No matter how good-looking you are, your picture has to show of your most attractive physical features.
 

katsell

New member
I have met plenty of men and woman over the internet. I am currently in a long term relationship of 5 yrs with a woman I met on Myspace. Of course back then I had to have a few drinks to loosen up before and during meeting these people. My partner is a recovering alcholic and made that clear when we started talking online. It took some time for me to be able to be comfortable around her without being 10 foot tall and bullit proof..lol..but she hung in there and so did I.
I like being able to get to know others online. My advice is to start talking with them in places like this or FaceBook and all the other blogging type places. Get to know them as well as you can before you meet. I also suggest that you let them know that you have SA and if they give a damn about you they will research it to understand better what you are going through. We all have something that we fear.
 

KiaKaha

Banned
The only thing I like about internet dating is the fact that you can find out so much about another person...in some ways its easier to get to know someone because there is less risk...and less accountability. I mean, even on a forum like this you can discover so much about someone and whether or not you will like them.... people tend to feel safer revealing information about themselves. If you get rejected online, it doesnt quite sting as much as it would do in the real world.

Required task A: In the forum posts about internet dating, on which site did katsell meet the current partner?
The entries have no connection to the forum posts.

Data provided:
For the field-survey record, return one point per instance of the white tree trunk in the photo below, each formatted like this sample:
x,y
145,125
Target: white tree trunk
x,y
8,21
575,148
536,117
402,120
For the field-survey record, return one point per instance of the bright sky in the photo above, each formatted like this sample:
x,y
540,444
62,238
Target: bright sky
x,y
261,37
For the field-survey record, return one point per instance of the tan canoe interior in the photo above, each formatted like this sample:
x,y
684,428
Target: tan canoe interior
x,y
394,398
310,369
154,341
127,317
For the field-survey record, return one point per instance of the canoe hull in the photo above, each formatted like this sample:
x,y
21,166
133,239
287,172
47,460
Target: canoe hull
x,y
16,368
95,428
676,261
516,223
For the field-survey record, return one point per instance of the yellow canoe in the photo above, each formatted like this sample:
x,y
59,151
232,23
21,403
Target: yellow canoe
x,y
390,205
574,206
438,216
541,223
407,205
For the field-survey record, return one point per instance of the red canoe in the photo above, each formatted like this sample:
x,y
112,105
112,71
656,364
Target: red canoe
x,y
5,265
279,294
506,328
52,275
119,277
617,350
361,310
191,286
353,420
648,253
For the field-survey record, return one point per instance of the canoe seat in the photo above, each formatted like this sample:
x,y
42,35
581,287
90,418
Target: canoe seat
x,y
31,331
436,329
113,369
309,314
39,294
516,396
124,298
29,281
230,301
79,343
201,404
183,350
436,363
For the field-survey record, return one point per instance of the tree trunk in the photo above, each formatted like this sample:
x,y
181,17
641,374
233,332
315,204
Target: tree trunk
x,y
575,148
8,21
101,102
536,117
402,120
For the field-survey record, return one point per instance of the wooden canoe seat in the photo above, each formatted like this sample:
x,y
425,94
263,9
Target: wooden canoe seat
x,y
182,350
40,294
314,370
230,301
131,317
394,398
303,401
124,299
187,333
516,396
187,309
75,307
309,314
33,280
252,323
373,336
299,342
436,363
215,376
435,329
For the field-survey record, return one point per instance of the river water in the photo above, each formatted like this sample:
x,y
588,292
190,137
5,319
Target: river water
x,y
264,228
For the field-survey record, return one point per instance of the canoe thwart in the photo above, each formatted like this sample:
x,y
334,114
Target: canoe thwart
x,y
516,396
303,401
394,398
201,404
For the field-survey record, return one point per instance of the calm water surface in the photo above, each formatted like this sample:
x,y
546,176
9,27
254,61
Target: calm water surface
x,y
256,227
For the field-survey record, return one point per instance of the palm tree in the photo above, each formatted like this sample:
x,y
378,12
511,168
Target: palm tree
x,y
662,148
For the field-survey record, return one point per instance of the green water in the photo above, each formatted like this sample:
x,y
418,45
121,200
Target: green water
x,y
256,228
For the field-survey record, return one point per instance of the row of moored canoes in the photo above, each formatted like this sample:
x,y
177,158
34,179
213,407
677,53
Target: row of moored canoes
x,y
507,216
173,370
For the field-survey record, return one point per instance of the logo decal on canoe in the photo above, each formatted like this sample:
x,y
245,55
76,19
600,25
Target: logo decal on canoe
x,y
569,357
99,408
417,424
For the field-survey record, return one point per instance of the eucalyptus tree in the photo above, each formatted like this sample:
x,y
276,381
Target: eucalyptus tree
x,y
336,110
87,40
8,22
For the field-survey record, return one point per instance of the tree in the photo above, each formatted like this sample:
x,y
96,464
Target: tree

Required task B: Echo the entries word for word, everything from the line containing "the tree in" down to the end of the entries.

Right answer A: Myspace

Right answer B:
For the field-survey record, return one point per instance of the tree in the photo above, each formatted like this sample:
x,y
96,464
Target: tree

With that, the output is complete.